If you’re like me, you give 5 stars to every Lyft or Uber driver who gets you from point A to point B without making you imagine an escape plan.
But what do you do when the guy behind the wheel (yes it’s always a guy) doesn’t take “I’m silently putting my earbuds in right now” for an answer?
Whether you’re feeling chatty or you’re just looking for a safe and simple ice-builder, this list has something for you:
20 Things To Say When Your Rideshare Driver Asks If You Have A Husband
- I’m thinking of buying one this weekend.
- NO BUT I HAVE A PUNK BAND WANNA HEAR OUR HOURLONG DEMO TAPE GIMME YOUR AUX CORD!
- It’s against my religion.
- Seventy-five.
- I think he’s following us please hurry.
- I knew I left SOMETHING on top of my car this morning.
- Is that like a sweatband? Wanna see my sweatband collection?
- He died during the Civil War.

Supplied entries:
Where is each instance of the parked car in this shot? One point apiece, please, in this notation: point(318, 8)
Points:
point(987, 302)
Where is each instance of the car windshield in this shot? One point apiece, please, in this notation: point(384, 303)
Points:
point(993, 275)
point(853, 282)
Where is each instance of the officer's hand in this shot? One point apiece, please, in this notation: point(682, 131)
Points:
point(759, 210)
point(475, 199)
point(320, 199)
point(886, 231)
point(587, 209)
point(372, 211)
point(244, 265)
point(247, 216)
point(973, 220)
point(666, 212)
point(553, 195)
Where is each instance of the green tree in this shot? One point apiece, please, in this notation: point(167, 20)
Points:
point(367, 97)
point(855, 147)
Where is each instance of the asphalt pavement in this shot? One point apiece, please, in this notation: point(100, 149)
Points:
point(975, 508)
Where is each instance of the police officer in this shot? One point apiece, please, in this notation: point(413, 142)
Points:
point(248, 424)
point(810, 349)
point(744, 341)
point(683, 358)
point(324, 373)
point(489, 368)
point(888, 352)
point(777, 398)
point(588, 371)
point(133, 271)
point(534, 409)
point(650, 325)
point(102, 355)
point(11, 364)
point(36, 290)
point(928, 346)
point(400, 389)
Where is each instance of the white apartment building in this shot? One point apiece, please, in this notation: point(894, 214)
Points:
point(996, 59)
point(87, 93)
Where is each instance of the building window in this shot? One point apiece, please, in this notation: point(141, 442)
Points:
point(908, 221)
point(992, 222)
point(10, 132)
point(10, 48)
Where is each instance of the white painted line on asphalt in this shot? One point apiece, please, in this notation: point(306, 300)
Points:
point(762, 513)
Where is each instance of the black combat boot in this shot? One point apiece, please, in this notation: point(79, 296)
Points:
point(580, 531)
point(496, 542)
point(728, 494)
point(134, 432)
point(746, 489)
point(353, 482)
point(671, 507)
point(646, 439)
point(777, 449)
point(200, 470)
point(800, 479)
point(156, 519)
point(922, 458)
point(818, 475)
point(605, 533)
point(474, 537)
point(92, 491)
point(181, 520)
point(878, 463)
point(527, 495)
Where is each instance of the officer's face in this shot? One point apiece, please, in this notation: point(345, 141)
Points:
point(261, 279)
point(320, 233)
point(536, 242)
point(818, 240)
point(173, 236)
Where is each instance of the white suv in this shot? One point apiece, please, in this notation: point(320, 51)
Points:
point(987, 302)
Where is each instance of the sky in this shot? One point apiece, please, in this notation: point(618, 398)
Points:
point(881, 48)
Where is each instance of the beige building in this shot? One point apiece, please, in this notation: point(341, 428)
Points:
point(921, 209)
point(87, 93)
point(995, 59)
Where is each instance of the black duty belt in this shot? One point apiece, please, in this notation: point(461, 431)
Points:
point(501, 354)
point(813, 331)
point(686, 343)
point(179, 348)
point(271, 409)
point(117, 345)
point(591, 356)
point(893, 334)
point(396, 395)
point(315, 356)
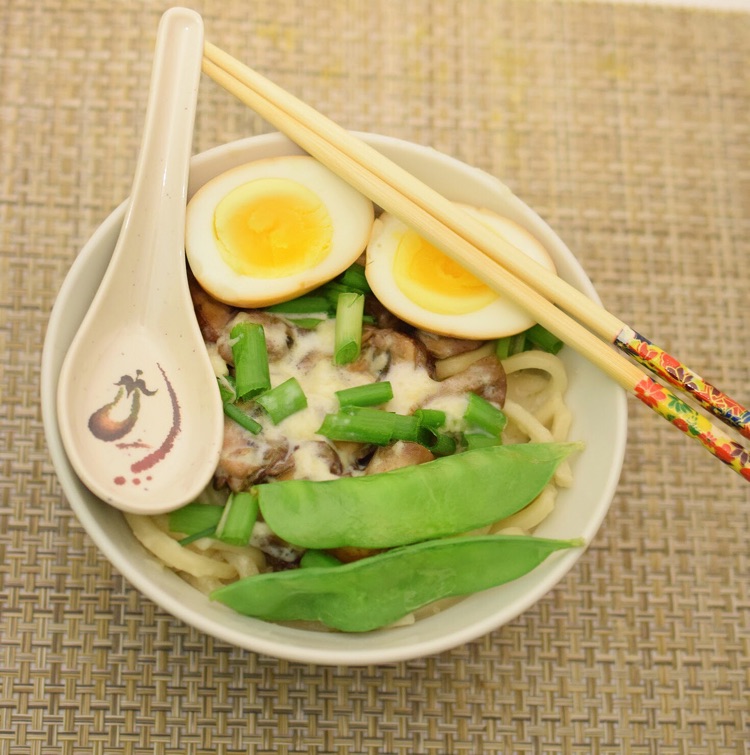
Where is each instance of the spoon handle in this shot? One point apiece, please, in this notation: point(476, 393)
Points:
point(155, 216)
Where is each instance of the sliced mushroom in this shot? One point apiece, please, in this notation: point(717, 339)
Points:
point(485, 377)
point(278, 332)
point(442, 347)
point(246, 458)
point(398, 347)
point(212, 315)
point(400, 454)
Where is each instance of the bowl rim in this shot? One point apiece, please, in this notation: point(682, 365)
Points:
point(355, 649)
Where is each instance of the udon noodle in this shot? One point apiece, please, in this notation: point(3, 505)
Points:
point(536, 411)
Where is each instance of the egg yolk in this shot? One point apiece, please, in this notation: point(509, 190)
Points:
point(272, 228)
point(434, 281)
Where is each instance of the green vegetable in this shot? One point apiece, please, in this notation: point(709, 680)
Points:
point(379, 590)
point(316, 558)
point(238, 519)
point(484, 415)
point(358, 427)
point(242, 418)
point(371, 394)
point(354, 278)
point(194, 517)
point(302, 305)
point(348, 334)
point(480, 440)
point(283, 400)
point(227, 389)
point(431, 418)
point(447, 496)
point(250, 358)
point(208, 532)
point(543, 339)
point(364, 424)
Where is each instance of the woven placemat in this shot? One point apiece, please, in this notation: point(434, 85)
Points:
point(626, 128)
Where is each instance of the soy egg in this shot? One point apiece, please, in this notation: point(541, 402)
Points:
point(426, 288)
point(271, 230)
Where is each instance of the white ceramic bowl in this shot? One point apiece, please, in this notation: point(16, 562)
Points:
point(597, 404)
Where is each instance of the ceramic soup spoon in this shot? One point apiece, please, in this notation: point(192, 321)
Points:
point(138, 406)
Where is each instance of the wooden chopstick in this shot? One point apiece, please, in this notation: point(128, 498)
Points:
point(507, 270)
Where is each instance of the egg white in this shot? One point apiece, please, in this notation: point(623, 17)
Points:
point(495, 319)
point(351, 217)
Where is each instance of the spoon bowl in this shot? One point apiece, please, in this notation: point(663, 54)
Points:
point(137, 403)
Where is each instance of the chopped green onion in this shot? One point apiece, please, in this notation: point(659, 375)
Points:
point(242, 418)
point(227, 388)
point(354, 277)
point(308, 323)
point(371, 394)
point(439, 444)
point(238, 519)
point(479, 440)
point(348, 336)
point(194, 517)
point(517, 343)
point(543, 339)
point(371, 426)
point(283, 400)
point(481, 413)
point(405, 426)
point(208, 532)
point(302, 305)
point(250, 359)
point(430, 418)
point(510, 345)
point(313, 557)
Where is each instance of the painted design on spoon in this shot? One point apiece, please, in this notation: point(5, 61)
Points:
point(101, 423)
point(105, 427)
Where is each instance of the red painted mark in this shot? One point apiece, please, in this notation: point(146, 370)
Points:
point(161, 453)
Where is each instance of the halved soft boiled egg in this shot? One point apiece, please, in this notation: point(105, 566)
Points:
point(426, 288)
point(271, 230)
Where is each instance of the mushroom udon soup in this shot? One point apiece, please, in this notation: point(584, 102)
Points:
point(390, 422)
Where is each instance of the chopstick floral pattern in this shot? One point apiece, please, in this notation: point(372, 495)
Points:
point(695, 425)
point(673, 371)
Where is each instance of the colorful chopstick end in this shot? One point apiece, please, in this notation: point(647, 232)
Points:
point(695, 425)
point(673, 371)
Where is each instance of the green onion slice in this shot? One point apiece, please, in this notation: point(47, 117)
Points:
point(302, 305)
point(283, 400)
point(194, 517)
point(370, 426)
point(242, 418)
point(354, 278)
point(484, 415)
point(348, 336)
point(250, 359)
point(543, 339)
point(430, 418)
point(371, 394)
point(238, 519)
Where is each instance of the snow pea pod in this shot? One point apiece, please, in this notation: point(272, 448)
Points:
point(379, 590)
point(447, 496)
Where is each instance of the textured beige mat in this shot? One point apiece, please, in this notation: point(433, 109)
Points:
point(626, 127)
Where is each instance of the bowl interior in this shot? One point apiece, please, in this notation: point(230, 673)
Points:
point(579, 510)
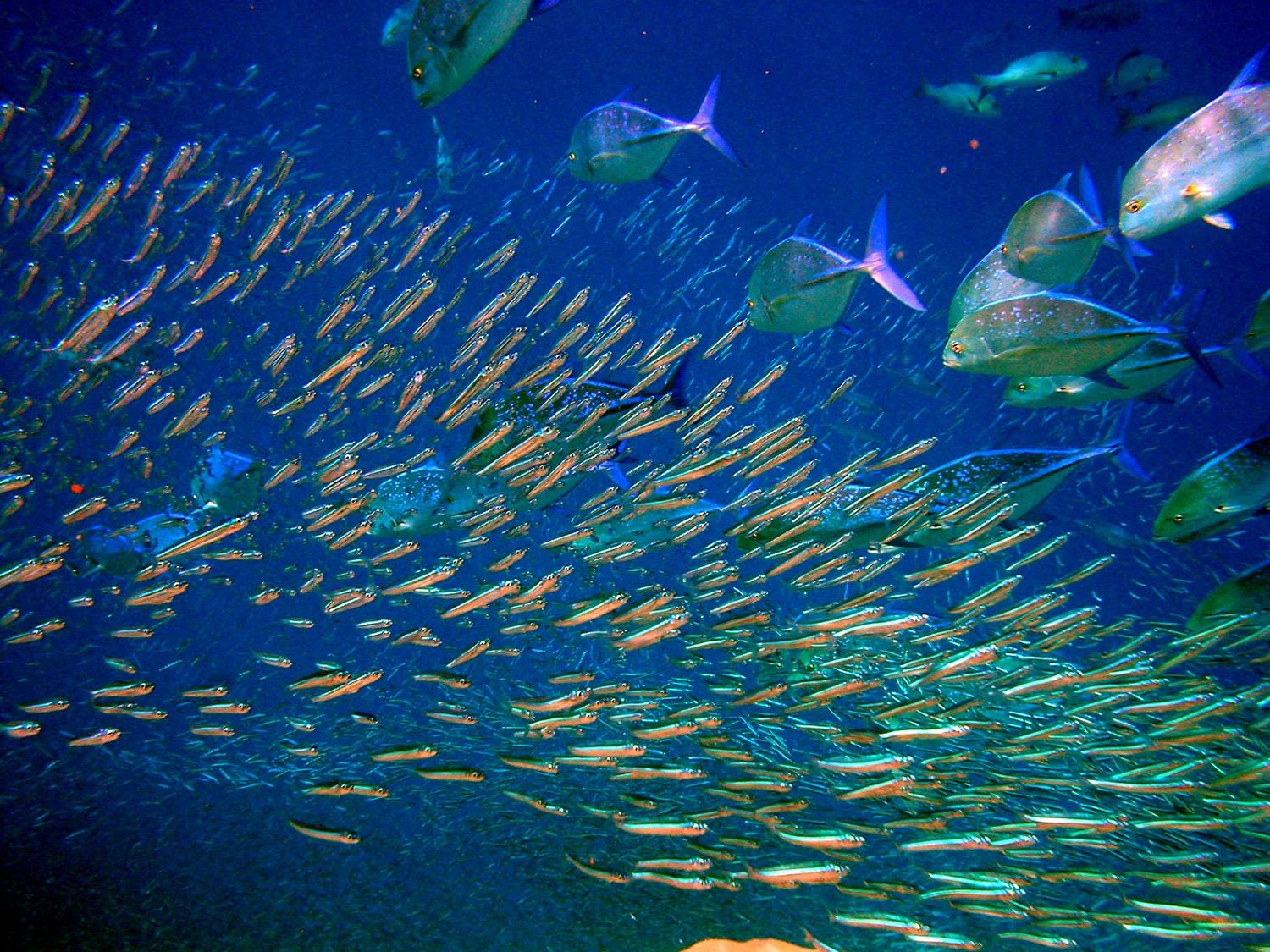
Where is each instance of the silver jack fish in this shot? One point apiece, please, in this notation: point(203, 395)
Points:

Written task 1: Write down the stretch of the rideshare piece from "But what do" through "against my religion.".
Written task 2: Resume the rideshare piece after its last line.

Written reply 1:
But what do you do when the guy behind the wheel (yes it’s always a guy) doesn’t take “I’m silently putting my earbuds in right now” for an answer?
Whether you’re feeling chatty or you’re just looking for a safe and simple ice-builder, this list has something for you:
20 Things To Say When Your Rideshare Driver Asks If You Have A Husband
- I’m thinking of buying one this weekend.
- NO BUT I HAVE A PUNK BAND WANNA HEAR OUR HOURLONG DEMO TAPE GIMME YOUR AUX CORD!
- It’s against my religion.

Written reply 2:
- Isn’t it funny that husband sounds like has-been? What’s your dream job?
- No because I want my first marriage to be special.
- I’d love to have a conversation with you but I don’t speak English.
- Does this train have a bathroom?
- Cats have whiskers on their paws.
- Do you think people really do taste like bacon?
- No but I have a restraining order.
- Mom? Is that you?
- Do you own a Red Lobster? No? Oh, I thought we were talking about business that’s not ours.
- Ever been the getaway car?
- I had one when I was a kid and I didn’t like it.
- Why, do you?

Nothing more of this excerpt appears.